> _作業内容_:
この後に示す和菓子とカステラの由来を説明した引用文を、最後の文に続けて書き進めてください。

> _引用文_:
· · · ·

そもそも和菓子という言葉が生まれたのはそう昔のことではありません。

鎖国をしていた日本が開国後に急速に西洋化をしますが、明治時代以降に西洋風の菓子が作られ始めた際に洋菓子と区別するために和菓子という言葉が生まれました。

それ以前はただの菓子と呼ばれていました(考えてみれば当たり前の話ですね)

つまり洋菓子という言葉が生まれる以前から日本に存在していた菓子を和菓子と呼び、それ以降西洋から入ってきた菓子を洋菓子と区別するようになったのです。

カステラは室町時代の終わりに長崎に来たポルトガル人より伝わったといわれています。なのでカステラは立派な和菓子という訳です。

ポルトガルの「パオン・デ・ロー」、もしくはスペインの「ビスコチョ」と呼ばれる焼き菓子が起源といわれ、名前はポルトガル語の「ボロ・デ・カステラ(カスティリア地方の菓子」に由来する説が有力になっています。

· · · ·

> _データ項目_:
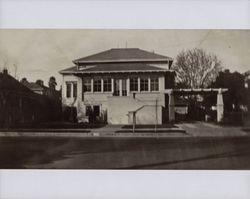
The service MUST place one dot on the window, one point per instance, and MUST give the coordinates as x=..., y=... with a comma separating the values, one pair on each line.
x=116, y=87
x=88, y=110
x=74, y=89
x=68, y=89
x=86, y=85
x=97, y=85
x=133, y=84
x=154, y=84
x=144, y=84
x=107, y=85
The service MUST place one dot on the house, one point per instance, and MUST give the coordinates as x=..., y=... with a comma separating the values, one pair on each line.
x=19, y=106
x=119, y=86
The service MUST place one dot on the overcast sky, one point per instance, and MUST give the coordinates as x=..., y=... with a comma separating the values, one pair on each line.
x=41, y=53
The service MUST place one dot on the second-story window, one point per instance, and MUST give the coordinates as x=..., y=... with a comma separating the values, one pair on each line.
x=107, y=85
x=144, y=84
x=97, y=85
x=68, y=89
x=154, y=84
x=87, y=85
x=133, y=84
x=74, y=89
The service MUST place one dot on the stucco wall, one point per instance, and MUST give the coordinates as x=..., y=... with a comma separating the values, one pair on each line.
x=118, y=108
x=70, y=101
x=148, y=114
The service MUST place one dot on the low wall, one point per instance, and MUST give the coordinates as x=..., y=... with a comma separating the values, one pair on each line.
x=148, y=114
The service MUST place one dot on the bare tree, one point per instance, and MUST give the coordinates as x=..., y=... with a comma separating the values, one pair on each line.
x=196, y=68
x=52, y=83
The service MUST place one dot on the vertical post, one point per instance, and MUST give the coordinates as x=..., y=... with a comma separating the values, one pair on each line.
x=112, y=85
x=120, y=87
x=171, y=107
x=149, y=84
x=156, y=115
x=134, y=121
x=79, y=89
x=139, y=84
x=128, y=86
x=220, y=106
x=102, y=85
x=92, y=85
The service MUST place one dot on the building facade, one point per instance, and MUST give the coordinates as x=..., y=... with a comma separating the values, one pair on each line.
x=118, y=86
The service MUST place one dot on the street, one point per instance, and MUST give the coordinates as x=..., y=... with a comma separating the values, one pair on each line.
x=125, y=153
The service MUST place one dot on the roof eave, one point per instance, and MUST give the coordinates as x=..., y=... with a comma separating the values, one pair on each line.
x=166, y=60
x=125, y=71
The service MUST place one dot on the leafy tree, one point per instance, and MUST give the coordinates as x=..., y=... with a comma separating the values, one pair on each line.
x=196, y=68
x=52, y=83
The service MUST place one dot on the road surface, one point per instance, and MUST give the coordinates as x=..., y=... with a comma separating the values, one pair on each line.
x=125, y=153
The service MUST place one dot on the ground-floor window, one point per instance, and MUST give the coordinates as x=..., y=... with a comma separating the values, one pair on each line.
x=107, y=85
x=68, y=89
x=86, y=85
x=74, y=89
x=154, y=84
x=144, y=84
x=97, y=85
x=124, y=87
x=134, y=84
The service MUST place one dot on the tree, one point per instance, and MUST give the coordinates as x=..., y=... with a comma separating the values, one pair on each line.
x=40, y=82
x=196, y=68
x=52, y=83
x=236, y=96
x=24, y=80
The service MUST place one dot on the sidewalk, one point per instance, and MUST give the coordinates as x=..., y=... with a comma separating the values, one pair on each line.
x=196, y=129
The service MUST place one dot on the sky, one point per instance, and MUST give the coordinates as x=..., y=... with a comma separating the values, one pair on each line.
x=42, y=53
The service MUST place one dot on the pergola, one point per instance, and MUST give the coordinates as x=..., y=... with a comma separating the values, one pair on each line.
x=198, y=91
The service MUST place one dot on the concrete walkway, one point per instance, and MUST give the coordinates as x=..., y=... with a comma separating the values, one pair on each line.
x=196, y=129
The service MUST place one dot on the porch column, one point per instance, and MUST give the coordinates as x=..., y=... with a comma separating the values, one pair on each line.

· · · ·

> _回答_:
日本でキリスト教を布教したイエズス会の宣教師たちが布教にカステラを使っていたともいわれ、日本でも普及したと考えられます。江戸時代前期にはすでに天皇や公家といった上流階級の人々のもてなしに用いられていたり、江戸時代後期には庶民にも普及していたカステラ。

しかしその当時のカステラは今のものとは違い、固くてパサパサしていたと伝わっており、現代の私たちが想像するにパンと菓子の中間的な存在だったと考えられます。

そのカステラが現代のように洗練されしっとりとした美味しさになったのは明治時代で水飴とザラメ糖を用いる製法が考案され今のようにしっとりとした食感になったといわれています。明治になってもしばらくはパサパサしたカステラだったと考えられており、北原白秋が明治44年に出版したエッセイにもカステラが登場し、黄色粉がポロポロとこぼれる詩を執筆しており、カステラの粉っぽさに言及しているのは当時はまだ水飴や蜂蜜を使ったしっとりしたカステラが広まっていなかった為と思われます。

わたしが今までカステラと思って食べていたものはカステラではなかった(カステラです)のであれば昔の人々が食べていた明治時代以前のカステラを食べてみたい。

そんな思いで以前から少しずつ調べていました。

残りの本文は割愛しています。